■ Required action 1 ■
In the Deus Ex: Human Revolution review, which game is named as an example where the story overwhelms the gameplay?
■ Required action 2 ■
Continue the Deus Ex: Human Revolution review from where it stops.

■ Provided passage ■
That's not to say that the story isn't present in everything the game throws at you as well. Nearly every nook and cranny of the game seems to have been carefully formulated, nurtured, and selected to serve the greater narrative. Which is excellent in its own right, especially insofar as the game's propensity for taking the bulk of that narrative out of cutscenes and into the game world, making it present if you want it and unobtrusive if you don't. The story provides a framework for the superb gameplay without getting in the way of it. It's a subtle touch that's lost on a lot of games. You can see the opposite effect in games like Final Fantasy XIII, where the story is overwhelming and propagates itself into the gameplay rather than creating a web which supports the game. One of the most difficult things about game design is the marriage of gameplay and story into something coherent and enjoyable for the player. Some games get it wrong. Some games get it right. Some games split the difference. Deus Ex: Human Revolution generally gets it more right than wrong, but it's the wrong part that I really want to talk about today.

The only real bone I have to pick with Deus Ex: Human Revolution, is Adam Jensen, and in a greater sense the trend in certain games to leave a character's motivations and intentions open ended.

My problem is this: in a game that is as story dependent as Deus Ex: Human Revolution, it is nearly impossible to execute a Multiple Choice Protagonist properly. What is a Multiple Choice Protagonist, you ask? It's pretty simple: any time a character is written in such a way as to leave their motivations and methods up to the player, you have a Multiple Choice Protagonist. The idea being to give the player the ability to formulate their own interpretation of the character in question rather than having the writer pre-define it for the player. In a deep and rich story driven environment this presents problems because the story of the game must be written in such a way that any individual player's interpretation of the character and their choices must be accounted for somewhere in the narrative.

Some games are entirely based around this phenomena. inFAMOUS did a pretty good job with the concept, but it sidestepped the actual part where the player gets to form their own interpretations of Cole. inFAMOUS at its core was just two stories, and depending on which route you took you got one story or the other. Other games which give the player the ability to define their protagonist include The Witcher, Dragon Age: Origins, Dragon Age II and Mass Effect. All of these games are narrative frameworks which are built from the ground up around a player's choice in the narrative. Some elements of the story are out of the player's reach, but in their interaction with the story through their character they are able to define the motive and method of the protagonist. Unfortunately, they all share the same troubles I'm about to point out in the portrayal of Adam Jensen in Deus Ex: Human Revolution.

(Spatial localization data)

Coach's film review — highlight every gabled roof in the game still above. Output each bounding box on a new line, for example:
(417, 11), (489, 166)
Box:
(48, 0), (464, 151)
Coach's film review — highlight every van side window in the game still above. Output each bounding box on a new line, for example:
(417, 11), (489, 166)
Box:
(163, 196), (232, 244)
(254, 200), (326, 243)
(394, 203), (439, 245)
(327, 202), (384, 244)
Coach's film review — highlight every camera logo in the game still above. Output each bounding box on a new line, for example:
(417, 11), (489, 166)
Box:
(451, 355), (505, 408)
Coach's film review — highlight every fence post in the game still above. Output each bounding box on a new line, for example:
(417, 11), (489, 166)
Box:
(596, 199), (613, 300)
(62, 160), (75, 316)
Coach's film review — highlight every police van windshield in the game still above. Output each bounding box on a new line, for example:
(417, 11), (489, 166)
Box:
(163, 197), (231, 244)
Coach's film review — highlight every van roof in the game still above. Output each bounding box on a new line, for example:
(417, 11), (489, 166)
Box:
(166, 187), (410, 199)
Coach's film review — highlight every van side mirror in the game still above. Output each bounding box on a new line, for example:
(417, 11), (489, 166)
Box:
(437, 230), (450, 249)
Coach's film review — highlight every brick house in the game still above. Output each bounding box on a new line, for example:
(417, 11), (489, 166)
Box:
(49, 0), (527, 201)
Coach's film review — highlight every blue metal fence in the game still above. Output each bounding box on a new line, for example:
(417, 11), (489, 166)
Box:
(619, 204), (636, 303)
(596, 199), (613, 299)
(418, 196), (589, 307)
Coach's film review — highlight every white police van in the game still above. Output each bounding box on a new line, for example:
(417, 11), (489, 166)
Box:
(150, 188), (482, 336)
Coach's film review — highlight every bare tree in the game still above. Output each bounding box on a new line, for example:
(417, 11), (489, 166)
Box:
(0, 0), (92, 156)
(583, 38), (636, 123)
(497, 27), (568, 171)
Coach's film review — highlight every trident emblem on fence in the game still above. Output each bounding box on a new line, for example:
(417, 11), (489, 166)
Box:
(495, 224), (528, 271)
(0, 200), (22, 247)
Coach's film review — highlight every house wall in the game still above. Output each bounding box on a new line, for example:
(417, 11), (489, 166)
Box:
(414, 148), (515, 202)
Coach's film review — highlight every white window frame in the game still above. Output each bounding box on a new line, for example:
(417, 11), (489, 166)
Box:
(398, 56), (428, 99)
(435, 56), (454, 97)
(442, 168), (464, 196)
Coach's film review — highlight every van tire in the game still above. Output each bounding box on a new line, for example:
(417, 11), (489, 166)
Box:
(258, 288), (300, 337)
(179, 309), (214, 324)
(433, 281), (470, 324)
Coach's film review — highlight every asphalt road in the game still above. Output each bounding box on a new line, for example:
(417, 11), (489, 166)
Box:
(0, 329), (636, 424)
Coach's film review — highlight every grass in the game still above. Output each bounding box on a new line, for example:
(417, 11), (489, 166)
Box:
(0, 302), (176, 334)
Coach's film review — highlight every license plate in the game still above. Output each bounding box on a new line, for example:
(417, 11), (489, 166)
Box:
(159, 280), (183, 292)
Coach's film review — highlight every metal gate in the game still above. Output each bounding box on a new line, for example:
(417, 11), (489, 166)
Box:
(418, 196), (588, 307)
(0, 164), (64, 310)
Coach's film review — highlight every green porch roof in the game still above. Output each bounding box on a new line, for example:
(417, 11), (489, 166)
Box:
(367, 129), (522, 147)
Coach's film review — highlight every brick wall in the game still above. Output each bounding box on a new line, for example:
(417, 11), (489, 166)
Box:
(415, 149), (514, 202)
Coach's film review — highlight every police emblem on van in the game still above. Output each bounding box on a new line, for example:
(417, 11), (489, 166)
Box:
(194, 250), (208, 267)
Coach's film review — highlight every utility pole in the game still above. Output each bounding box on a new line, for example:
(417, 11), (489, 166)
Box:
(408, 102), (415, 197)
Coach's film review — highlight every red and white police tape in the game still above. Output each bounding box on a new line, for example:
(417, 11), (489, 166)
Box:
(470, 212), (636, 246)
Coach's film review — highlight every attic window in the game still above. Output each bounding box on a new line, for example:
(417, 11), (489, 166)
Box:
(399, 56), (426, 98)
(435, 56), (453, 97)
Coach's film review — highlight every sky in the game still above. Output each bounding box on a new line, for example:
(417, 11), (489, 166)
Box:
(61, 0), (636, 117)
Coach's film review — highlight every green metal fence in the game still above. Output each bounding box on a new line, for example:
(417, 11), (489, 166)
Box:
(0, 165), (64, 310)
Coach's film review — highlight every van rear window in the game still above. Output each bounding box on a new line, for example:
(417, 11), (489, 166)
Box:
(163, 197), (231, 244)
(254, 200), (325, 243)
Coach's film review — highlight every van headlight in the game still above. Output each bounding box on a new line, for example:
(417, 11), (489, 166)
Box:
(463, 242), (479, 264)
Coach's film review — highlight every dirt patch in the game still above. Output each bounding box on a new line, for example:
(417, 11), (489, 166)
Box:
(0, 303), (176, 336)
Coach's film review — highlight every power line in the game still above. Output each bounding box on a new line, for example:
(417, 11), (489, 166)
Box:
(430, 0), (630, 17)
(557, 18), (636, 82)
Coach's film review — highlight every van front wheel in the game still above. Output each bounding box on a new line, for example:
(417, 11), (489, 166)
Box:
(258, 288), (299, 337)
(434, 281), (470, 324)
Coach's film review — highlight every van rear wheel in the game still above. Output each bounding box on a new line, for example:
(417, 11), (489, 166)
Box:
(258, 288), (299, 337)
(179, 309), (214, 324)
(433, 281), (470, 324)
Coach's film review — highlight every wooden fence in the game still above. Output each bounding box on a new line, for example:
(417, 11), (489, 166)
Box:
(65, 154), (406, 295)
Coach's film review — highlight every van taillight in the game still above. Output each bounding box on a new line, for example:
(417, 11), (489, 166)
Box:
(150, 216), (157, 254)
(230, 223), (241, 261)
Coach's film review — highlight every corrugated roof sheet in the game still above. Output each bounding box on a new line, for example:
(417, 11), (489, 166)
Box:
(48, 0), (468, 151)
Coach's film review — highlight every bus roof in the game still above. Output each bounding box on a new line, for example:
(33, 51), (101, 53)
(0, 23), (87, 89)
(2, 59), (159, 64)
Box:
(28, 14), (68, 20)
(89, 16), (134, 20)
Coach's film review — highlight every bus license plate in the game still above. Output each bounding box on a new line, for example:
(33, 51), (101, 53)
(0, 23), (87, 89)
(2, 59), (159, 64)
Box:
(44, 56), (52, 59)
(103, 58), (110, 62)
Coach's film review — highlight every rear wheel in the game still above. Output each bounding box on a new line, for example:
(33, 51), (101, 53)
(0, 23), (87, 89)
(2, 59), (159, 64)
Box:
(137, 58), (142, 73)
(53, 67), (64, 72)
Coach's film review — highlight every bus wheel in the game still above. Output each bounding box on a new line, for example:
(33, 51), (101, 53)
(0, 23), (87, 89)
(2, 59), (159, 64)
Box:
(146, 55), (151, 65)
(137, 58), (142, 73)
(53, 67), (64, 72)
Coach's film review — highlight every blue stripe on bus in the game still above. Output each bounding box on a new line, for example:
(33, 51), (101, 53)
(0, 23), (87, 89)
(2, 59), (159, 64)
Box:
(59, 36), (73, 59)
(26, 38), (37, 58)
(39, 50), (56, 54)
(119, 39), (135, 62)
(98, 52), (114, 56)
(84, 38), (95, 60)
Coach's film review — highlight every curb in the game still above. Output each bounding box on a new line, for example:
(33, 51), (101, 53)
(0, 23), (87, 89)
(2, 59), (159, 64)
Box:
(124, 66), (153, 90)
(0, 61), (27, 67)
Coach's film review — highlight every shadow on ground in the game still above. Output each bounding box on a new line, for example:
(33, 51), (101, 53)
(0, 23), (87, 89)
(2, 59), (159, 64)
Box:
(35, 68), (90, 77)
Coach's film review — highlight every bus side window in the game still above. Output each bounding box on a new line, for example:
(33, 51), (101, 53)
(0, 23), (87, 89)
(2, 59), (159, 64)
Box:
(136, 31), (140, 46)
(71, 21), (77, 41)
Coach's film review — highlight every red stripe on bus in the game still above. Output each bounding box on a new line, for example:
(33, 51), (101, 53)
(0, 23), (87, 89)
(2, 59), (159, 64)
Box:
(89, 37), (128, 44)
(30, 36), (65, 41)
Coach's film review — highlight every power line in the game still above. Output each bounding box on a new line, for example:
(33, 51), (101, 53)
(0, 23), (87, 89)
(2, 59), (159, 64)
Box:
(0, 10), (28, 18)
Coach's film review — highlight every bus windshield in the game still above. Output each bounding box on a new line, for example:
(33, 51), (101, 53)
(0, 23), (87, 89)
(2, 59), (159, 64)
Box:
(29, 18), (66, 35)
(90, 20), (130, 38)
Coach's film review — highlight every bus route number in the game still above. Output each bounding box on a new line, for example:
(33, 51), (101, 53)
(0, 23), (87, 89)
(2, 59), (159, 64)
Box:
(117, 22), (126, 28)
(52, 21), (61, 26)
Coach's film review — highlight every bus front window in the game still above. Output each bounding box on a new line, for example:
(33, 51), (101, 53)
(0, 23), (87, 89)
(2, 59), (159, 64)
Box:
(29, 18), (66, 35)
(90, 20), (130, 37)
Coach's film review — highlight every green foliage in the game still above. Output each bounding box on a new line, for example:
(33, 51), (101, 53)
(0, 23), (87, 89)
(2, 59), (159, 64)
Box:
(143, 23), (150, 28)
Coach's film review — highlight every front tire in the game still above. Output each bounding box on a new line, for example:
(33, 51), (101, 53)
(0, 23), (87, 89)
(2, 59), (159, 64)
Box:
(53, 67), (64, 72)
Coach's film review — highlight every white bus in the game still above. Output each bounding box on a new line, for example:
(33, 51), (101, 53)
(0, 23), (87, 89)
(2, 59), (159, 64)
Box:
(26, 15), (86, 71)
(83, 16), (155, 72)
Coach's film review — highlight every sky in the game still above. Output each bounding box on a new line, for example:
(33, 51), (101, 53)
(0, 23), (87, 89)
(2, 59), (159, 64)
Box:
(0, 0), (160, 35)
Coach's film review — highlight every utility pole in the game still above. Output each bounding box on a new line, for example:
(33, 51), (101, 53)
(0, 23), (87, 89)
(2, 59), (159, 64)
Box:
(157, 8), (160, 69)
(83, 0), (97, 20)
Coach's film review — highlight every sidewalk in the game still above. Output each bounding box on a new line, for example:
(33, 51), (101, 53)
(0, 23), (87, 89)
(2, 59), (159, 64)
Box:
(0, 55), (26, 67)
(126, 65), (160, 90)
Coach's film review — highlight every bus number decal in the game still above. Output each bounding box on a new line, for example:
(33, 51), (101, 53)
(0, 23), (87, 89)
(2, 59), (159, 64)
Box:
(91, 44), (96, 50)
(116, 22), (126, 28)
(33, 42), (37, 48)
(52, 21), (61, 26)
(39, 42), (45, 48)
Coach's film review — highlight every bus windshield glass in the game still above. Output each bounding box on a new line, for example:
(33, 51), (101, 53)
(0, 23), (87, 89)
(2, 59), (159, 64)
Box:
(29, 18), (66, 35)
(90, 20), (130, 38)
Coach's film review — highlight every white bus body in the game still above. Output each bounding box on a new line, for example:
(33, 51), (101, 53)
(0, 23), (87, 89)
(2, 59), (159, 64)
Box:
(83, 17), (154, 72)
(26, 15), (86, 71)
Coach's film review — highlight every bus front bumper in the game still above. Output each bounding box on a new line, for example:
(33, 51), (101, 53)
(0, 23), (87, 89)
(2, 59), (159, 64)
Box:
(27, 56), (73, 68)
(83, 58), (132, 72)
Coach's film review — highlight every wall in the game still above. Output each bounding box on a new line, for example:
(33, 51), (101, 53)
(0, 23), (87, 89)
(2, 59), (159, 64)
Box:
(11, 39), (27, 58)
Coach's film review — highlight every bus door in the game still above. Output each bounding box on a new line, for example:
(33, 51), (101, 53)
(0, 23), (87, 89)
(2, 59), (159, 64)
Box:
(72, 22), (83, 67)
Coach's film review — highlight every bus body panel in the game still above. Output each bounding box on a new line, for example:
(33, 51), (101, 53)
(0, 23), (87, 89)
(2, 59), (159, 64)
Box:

■ Answer 1 ■
Final Fantasy XIII

■ Answer 2 ■
Adam Jensen is purposefully played as close to blank as possible in order to facilitate the Multiple Choice Protagonist phenomenon. He isn't completely devoid of personality, though. He retains a slight sense of humor, and an intense amount of anger and drive. There are even moments when this invisible badass/walking arsenal is vulnerable in surprisingly human ways. It's quite pleasant to watch and find a new facet to him you hadn't seen or noticed before. Furthermore, the dialogue options which you have to choose from are varied and each one seems plausible as a response from your custom-tuned security chief. They remain individual enough for you to choose from them, seeking to define Adam as you want him to be, while never quite stepping outside the boundaries of who he is within the greater story of the game.

The problem only creeps into view as you get deeper into the game and you begin to pick up strange, counter-intuitive vibes from Jensen as he converses with other characters. As Jensen's vested emotional interest in the story grows, his interaction with other characters likewise becomes more volatile and direct. This leads to the inevitable problem of the Multiple Choice Protagonist, in which the character you play appears to become almost bipolar and flip-flops between all the defined roles and ideologies at the player's disposal. Despite all that the player has built upon the framework of Jensen, through learning more about him and simultaneously defining him by actions and dialogue choices, when the emotion finally starts coming out that illusion of the player-defined Jensen melts away and utterly shatters immersion.

Jensen angrily questions ideals which the player may have previously had Jensen accept with the absolute certainty of faith. He gives thought to ideas that the player may have stringently avoided, and their perceived version of Jensen would never even consider. It becomes impossible to track your Jensen through to the end of the game; he gets lost somewhere in all the jockeying to satisfy everyone's version.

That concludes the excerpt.